[Work to be completed]:
Rewrite the part of the items that opens with the line containing "point_to(query) returns, for every instance of the white house" and closes with the line containing "pixel 475 235", putting "Object" wherever "Target" appears and leaving everything else as it is.
━━ Information given
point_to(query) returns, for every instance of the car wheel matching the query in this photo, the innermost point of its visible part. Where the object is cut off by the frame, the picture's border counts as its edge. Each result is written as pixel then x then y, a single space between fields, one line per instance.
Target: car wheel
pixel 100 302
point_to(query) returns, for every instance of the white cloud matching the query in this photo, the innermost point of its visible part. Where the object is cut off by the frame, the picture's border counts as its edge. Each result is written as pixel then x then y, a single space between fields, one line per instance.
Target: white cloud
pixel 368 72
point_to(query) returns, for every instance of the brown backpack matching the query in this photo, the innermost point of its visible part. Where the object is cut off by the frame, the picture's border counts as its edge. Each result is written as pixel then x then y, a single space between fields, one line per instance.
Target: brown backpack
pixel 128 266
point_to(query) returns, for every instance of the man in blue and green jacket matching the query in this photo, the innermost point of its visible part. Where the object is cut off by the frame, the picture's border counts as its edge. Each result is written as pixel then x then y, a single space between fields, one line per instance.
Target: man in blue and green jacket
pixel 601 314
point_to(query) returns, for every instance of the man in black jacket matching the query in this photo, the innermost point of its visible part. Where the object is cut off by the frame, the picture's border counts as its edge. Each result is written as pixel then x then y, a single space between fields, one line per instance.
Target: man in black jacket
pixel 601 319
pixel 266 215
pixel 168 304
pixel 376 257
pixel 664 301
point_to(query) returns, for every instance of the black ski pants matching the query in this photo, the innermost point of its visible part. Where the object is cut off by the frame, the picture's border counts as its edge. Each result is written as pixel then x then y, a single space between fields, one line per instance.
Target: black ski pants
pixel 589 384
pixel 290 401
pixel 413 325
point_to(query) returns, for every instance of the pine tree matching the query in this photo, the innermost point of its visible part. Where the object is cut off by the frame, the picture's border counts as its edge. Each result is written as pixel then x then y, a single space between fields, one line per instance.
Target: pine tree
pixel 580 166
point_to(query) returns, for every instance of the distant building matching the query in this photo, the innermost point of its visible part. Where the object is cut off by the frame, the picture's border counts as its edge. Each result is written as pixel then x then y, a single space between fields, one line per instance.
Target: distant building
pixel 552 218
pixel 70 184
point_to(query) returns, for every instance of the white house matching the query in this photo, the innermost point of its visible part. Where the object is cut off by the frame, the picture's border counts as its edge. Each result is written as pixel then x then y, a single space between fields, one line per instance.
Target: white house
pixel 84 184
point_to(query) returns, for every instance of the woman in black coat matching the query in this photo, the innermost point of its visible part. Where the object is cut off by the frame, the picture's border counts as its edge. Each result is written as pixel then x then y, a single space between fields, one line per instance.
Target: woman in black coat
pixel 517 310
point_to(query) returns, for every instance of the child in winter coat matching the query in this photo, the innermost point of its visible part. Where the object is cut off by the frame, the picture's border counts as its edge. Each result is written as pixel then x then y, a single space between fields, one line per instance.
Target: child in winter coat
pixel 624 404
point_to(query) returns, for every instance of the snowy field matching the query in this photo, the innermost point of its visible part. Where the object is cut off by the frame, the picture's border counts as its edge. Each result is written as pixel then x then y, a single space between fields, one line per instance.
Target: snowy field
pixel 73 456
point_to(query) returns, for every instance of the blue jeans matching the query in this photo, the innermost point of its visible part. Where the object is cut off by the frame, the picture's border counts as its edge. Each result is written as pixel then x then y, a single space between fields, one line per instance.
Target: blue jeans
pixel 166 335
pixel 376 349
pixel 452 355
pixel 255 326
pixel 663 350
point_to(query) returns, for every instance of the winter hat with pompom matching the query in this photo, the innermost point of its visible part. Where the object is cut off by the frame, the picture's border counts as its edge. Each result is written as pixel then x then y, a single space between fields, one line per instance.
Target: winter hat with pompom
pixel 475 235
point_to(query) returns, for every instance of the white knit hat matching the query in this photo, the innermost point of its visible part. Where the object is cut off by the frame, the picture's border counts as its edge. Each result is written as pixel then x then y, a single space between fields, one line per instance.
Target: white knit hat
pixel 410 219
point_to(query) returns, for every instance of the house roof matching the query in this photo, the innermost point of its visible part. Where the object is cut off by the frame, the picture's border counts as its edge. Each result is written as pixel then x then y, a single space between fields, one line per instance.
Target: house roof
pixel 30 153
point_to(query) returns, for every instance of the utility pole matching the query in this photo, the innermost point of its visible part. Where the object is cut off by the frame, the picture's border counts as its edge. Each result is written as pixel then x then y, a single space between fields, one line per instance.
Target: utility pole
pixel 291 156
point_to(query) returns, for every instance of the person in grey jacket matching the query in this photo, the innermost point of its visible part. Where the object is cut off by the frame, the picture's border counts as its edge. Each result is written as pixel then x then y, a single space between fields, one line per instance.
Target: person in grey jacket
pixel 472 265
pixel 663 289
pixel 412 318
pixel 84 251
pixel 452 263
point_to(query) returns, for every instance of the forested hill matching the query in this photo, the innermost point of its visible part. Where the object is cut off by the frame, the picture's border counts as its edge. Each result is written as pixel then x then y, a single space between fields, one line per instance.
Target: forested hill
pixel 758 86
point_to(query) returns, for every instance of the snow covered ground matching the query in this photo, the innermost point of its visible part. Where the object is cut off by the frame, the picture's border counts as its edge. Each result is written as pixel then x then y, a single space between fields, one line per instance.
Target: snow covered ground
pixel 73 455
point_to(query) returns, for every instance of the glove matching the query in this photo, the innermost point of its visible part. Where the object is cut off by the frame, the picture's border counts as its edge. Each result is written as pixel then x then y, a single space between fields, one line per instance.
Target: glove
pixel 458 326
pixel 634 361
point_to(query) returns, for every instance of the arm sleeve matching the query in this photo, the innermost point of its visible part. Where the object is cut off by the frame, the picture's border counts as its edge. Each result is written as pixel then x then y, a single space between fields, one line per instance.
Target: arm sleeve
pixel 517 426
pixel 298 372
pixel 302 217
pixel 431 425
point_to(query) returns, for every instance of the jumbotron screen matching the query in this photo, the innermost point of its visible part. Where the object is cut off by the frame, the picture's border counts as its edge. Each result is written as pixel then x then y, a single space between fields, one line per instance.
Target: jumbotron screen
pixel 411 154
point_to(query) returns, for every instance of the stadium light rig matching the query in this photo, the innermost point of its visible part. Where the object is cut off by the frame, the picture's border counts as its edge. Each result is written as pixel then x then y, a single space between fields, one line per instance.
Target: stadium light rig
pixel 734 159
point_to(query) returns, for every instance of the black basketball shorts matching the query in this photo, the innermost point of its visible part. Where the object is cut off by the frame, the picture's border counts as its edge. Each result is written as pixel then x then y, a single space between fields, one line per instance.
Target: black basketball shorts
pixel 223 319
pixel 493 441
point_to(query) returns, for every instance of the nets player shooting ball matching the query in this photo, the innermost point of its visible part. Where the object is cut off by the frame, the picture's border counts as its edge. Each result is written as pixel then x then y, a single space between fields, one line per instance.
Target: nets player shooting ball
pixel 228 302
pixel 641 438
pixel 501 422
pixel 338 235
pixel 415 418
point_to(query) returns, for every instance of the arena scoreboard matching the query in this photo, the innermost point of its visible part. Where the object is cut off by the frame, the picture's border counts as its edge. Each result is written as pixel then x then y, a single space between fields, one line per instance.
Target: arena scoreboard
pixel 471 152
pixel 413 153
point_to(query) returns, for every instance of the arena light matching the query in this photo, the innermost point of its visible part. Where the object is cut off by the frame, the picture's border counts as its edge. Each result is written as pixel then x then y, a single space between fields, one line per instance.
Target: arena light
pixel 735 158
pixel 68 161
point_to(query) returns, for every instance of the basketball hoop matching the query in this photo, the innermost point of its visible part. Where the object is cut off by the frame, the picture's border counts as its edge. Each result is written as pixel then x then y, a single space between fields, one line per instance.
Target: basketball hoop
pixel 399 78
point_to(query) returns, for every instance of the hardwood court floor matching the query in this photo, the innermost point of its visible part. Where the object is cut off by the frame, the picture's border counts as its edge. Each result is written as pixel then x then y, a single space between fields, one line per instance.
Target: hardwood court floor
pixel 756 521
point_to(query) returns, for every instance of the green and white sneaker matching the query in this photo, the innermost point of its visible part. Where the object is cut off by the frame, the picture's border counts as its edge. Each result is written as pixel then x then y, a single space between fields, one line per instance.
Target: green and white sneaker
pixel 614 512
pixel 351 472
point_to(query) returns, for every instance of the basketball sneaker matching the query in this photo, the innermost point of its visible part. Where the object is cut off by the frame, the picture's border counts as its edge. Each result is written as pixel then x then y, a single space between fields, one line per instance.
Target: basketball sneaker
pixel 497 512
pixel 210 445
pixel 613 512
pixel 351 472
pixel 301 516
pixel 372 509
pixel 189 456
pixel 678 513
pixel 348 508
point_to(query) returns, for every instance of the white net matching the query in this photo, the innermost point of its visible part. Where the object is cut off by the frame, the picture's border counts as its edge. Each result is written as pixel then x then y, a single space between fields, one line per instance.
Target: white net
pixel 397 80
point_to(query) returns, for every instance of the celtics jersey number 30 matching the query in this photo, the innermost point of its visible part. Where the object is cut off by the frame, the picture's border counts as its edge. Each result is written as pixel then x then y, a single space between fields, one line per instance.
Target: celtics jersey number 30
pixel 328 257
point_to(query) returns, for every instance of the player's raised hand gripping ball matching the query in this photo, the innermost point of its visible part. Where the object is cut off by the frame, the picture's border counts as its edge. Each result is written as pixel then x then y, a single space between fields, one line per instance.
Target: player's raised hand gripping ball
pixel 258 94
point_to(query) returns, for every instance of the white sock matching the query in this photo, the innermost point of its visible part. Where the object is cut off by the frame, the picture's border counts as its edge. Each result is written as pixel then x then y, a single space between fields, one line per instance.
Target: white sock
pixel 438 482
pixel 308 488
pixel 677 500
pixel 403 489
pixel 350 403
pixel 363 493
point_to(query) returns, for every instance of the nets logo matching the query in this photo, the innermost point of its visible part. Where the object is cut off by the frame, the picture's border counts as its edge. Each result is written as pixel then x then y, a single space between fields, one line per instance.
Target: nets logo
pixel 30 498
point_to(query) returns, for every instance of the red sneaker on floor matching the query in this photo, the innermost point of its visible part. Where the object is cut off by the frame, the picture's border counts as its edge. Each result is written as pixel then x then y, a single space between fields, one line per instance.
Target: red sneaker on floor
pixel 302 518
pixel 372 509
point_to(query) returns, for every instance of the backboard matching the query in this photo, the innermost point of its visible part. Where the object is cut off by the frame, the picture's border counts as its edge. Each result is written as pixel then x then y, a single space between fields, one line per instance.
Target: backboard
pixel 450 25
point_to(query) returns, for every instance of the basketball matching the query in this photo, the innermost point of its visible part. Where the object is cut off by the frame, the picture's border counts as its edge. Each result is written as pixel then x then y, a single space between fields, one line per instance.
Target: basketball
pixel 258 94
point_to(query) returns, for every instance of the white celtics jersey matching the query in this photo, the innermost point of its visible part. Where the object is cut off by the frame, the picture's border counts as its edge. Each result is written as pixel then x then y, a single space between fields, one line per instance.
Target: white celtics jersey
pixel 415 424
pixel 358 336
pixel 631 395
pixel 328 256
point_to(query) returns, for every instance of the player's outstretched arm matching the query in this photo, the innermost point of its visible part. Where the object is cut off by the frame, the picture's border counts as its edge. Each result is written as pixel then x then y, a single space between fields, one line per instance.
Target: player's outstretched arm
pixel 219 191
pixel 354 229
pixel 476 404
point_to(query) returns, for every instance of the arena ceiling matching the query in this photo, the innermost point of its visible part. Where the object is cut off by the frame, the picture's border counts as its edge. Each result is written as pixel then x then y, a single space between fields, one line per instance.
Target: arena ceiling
━━━━
[Answer]:
point_to(query) returns, for every instance of the white house matching the query in this photo, the innermost point of its visible part. Where the object is cut off by the frame, the picture's border counts as its edge. Each result is written as pixel then x then y, a single space between fields, one line per instance.
Object: white house
pixel 84 184
point_to(query) returns, for every instance of the woman in black coat matching the query in this photo, the innermost point of its visible part. Where the object is cut off by the frame, the picture's border counts as its edge. Each result is written as pixel then x then y, a single space between fields, one line per instance.
Object: woman in black coat
pixel 517 310
point_to(query) returns, for every instance of the child in winter coat matching the query in this photo, the innermost point of its visible part. Where the object is cut off by the frame, the picture's border counts as its edge. Each result is written as pixel then x then y, a single space between fields, one line per instance.
Object: child in winter coat
pixel 624 404
point_to(query) returns, for every instance of the snowy field matching the query in this photo, the innermost point of its visible part. Where the object is cut off by the frame, the picture's border counts as its edge. Each result is written as pixel then x then y, a single space between fields, one line per instance.
Object: snowy field
pixel 73 456
point_to(query) returns, for every instance of the blue jeans matching the query in this photo, the innermost point of its visible part. Where the object is cut off by the frame, the picture's border counts as its edge. Each result is written as pixel then x then y, a single space between fields, one line per instance.
Object: blue jeans
pixel 166 335
pixel 376 349
pixel 452 355
pixel 255 326
pixel 663 350
point_to(query) returns, for every instance of the winter hat with pompom matching the query in this photo, the innermost point of its visible part. Where the object is cut off by the frame, the picture's border counts as its edge. Each result is written as pixel then x then y, a single space between fields, one line per instance.
Object: winter hat with pompom
pixel 475 235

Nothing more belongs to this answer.